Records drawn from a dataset
┌──

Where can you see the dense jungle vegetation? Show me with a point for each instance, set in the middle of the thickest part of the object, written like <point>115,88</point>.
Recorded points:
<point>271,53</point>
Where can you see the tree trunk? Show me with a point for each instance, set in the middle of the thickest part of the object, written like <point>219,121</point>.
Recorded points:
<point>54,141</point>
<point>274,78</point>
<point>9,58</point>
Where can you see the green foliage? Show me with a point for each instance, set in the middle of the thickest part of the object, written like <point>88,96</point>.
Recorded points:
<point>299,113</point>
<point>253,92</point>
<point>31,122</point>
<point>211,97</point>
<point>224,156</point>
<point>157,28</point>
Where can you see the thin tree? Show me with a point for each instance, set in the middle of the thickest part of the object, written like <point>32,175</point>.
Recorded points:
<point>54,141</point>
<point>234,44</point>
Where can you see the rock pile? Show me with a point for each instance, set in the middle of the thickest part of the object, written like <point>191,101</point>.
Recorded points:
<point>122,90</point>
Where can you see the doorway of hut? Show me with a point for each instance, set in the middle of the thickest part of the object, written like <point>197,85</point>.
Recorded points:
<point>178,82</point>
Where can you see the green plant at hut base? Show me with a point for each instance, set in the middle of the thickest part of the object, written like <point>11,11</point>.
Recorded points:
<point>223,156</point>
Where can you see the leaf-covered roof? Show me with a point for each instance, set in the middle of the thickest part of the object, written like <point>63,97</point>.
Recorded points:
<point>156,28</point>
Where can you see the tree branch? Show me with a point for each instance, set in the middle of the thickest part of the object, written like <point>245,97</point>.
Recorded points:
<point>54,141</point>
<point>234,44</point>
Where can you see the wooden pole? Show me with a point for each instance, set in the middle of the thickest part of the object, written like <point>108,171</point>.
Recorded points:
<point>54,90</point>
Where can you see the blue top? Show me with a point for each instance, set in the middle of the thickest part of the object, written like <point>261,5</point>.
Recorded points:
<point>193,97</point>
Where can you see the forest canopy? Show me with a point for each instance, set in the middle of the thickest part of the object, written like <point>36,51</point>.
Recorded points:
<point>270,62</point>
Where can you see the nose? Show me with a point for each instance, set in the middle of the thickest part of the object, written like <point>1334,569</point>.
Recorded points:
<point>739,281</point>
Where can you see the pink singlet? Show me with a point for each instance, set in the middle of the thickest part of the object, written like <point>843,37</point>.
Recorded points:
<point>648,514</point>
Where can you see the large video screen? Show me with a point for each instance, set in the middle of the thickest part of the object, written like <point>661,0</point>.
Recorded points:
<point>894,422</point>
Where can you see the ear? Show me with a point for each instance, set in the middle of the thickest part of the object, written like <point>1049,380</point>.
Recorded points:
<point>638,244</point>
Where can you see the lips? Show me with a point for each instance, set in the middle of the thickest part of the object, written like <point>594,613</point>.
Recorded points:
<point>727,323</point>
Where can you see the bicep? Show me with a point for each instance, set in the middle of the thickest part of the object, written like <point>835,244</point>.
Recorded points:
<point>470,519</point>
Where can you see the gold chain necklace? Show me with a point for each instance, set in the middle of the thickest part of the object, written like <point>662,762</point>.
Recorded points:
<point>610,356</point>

└──

• Task prompt: From the line with "Where can you see the bicep?" to the final line of the entries above, return every line exactly as written.

• Expected answer:
Where can you see the bicep? Show me with a point for each instance, set in the middle of the thickest part of the object, written like <point>835,244</point>.
Recorded points:
<point>470,519</point>
Where can you see the gold chain necklace? Show me with a point for each instance, set in the middle of the thickest part of the object, written like <point>662,762</point>.
Recorded points:
<point>610,356</point>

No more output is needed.